* SELECTED TEXT *
A study that supports what many have suggested for some time - passing restrictive firearms laws to control virtually the entire population when only a very small subgroup participates in gun crime - is inefficient and just does not work to control gun crime. Targeting the criminal is a much better approach.
This study did not address whether being a member in good standing of a lawful concealed carry cohort results in substantially less illegal gun violence. I think I know the answer...
Links contained in the story and comments are always interesting.
From the article...
"Overall, the community's five-year homicide rate was 39.7 per 100,000 people, which was still much higher than the averages of other areas of Chicago (14.7 per 100,000). But being a part of that network of co-offenders, essentially just being arrested, raised the rate to by nearly 50 percent, to 55.2 per 100,000. What's more, being in a network with a homicide victim increased the homicide rate by 900 percent, to 554.1 per 100,000.

* TASK INSTRUCTIONS *
a - According to the gun crime post, what was the community's overall five-year homicide rate?
b - Please reproduce the stretch of the gun crime post from "This study did" through "are always interesting.".
The records come from a different source than the gun crime post.

* THE DATA *

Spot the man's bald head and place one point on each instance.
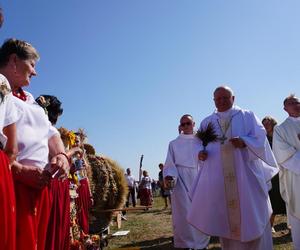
(223, 98)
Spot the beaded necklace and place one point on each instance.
(19, 93)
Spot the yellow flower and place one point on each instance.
(71, 137)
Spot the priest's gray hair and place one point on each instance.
(187, 115)
(291, 96)
(226, 88)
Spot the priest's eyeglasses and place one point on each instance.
(185, 123)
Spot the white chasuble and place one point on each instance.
(286, 146)
(182, 164)
(231, 186)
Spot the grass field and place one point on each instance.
(152, 230)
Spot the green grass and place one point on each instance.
(152, 230)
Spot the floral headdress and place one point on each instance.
(4, 90)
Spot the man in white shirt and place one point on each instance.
(182, 166)
(230, 194)
(286, 147)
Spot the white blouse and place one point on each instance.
(33, 132)
(8, 112)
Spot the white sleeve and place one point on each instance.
(286, 155)
(170, 167)
(12, 113)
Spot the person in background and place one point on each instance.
(278, 204)
(181, 167)
(52, 107)
(131, 188)
(58, 232)
(165, 193)
(8, 153)
(38, 141)
(145, 192)
(85, 198)
(286, 147)
(231, 188)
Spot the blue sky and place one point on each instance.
(127, 70)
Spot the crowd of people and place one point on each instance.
(227, 182)
(231, 183)
(35, 162)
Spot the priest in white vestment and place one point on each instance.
(286, 147)
(182, 165)
(231, 190)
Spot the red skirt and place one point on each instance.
(58, 232)
(83, 204)
(145, 197)
(7, 206)
(33, 210)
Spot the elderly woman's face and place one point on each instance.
(24, 70)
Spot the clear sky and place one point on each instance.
(127, 70)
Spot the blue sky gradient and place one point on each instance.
(127, 70)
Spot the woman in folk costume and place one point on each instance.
(38, 141)
(85, 198)
(8, 151)
(145, 191)
(58, 232)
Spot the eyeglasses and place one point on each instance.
(185, 123)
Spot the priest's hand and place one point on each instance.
(237, 142)
(202, 156)
(62, 165)
(32, 176)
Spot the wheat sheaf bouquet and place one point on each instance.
(207, 135)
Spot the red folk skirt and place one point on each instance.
(7, 206)
(145, 197)
(83, 204)
(33, 210)
(58, 232)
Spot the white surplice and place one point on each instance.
(245, 218)
(286, 147)
(182, 164)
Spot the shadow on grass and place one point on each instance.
(160, 243)
(165, 244)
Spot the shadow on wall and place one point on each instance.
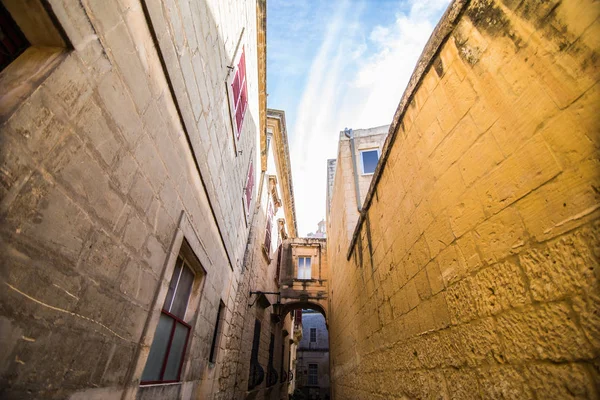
(77, 151)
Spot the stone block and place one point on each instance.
(117, 102)
(568, 202)
(99, 131)
(454, 146)
(69, 86)
(561, 381)
(498, 288)
(528, 168)
(480, 158)
(500, 235)
(44, 214)
(466, 214)
(563, 267)
(103, 257)
(126, 57)
(481, 343)
(546, 332)
(461, 303)
(436, 280)
(439, 235)
(462, 383)
(504, 382)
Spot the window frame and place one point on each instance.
(248, 193)
(176, 319)
(234, 69)
(362, 164)
(310, 335)
(304, 268)
(315, 376)
(217, 335)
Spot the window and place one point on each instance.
(313, 335)
(257, 374)
(170, 339)
(369, 159)
(269, 228)
(238, 94)
(304, 267)
(249, 188)
(12, 41)
(272, 377)
(313, 374)
(217, 334)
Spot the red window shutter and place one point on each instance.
(249, 185)
(268, 228)
(240, 93)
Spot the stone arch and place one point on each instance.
(303, 305)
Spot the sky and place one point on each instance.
(335, 64)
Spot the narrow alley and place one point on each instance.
(149, 229)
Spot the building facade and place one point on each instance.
(359, 151)
(137, 182)
(313, 357)
(472, 269)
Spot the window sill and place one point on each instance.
(23, 76)
(159, 384)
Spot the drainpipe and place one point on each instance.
(348, 133)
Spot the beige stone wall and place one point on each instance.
(474, 273)
(105, 164)
(345, 186)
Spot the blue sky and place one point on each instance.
(337, 64)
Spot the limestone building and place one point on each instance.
(313, 357)
(359, 151)
(472, 269)
(137, 185)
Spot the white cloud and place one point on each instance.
(356, 80)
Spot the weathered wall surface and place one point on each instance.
(96, 172)
(474, 273)
(314, 353)
(344, 189)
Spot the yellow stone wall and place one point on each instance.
(474, 273)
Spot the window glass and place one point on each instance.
(182, 293)
(176, 352)
(313, 371)
(173, 284)
(170, 338)
(369, 160)
(217, 333)
(304, 267)
(158, 350)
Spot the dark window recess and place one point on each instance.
(12, 41)
(249, 186)
(278, 270)
(370, 158)
(272, 375)
(313, 374)
(257, 374)
(298, 317)
(269, 227)
(239, 88)
(283, 373)
(217, 334)
(171, 337)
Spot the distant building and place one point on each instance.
(358, 155)
(320, 233)
(313, 357)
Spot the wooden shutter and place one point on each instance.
(249, 186)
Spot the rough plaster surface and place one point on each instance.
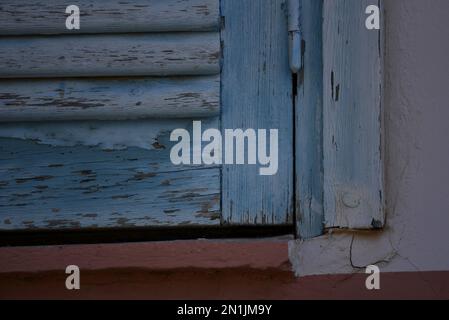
(417, 161)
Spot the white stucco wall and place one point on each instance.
(417, 160)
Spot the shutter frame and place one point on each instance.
(352, 117)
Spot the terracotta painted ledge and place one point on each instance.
(198, 254)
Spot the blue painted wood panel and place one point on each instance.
(257, 93)
(352, 117)
(59, 187)
(26, 17)
(309, 125)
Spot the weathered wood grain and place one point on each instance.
(109, 99)
(110, 55)
(47, 187)
(309, 124)
(27, 17)
(352, 117)
(257, 93)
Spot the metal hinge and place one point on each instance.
(295, 34)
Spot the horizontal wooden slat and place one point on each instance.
(59, 187)
(110, 55)
(109, 99)
(26, 17)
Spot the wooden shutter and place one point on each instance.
(340, 185)
(133, 72)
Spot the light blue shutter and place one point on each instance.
(134, 71)
(339, 120)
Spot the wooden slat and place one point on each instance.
(257, 93)
(109, 99)
(110, 55)
(309, 123)
(352, 117)
(47, 187)
(28, 17)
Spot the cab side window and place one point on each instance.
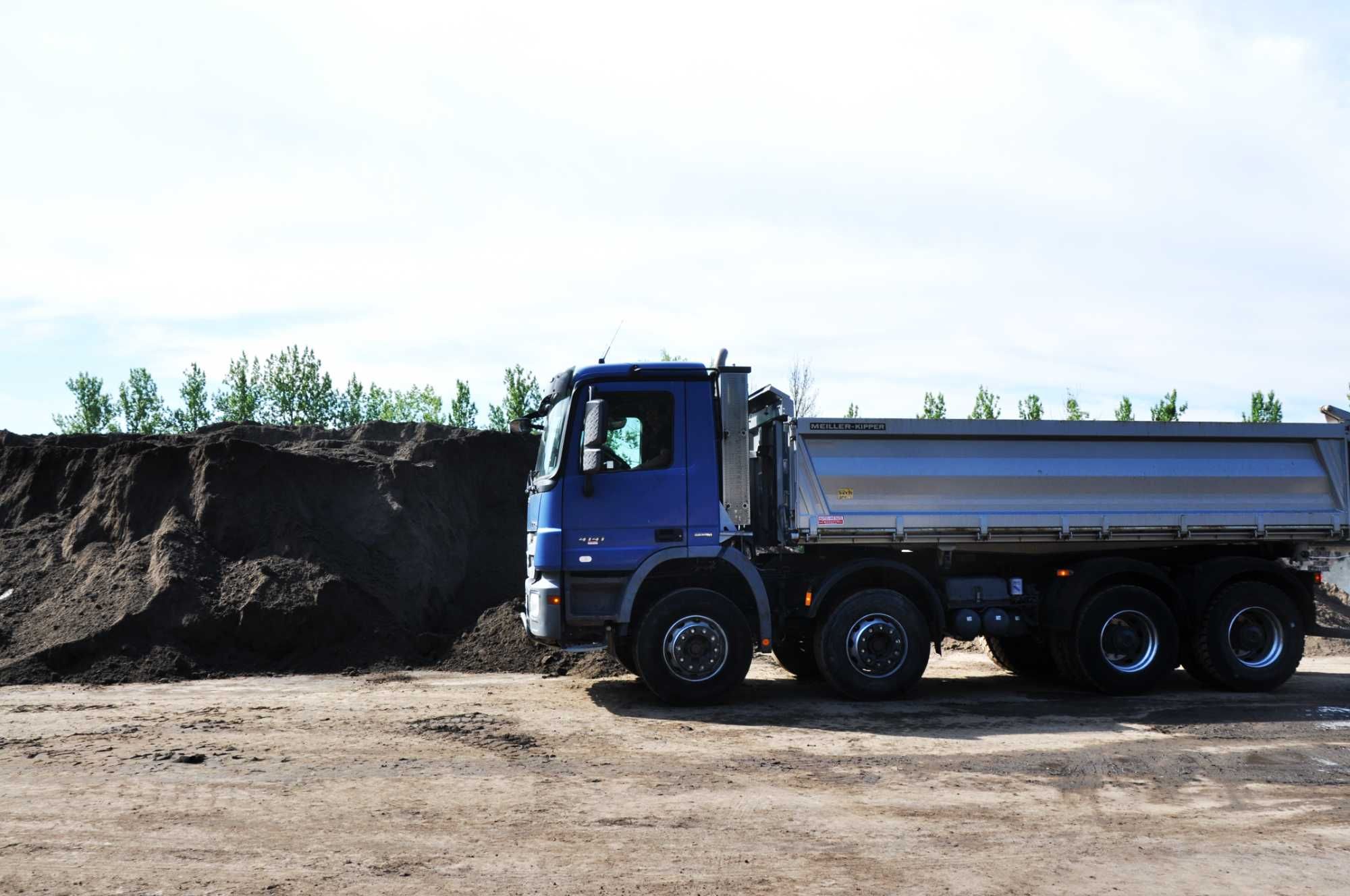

* ANSWERS IN ORDER *
a - 39.7 per 100,000 people.

b -
This study did not address whether being a member in good standing of a lawful concealed carry cohort results in substantially less illegal gun violence. I think I know the answer...
Links contained in the story and comments are always interesting.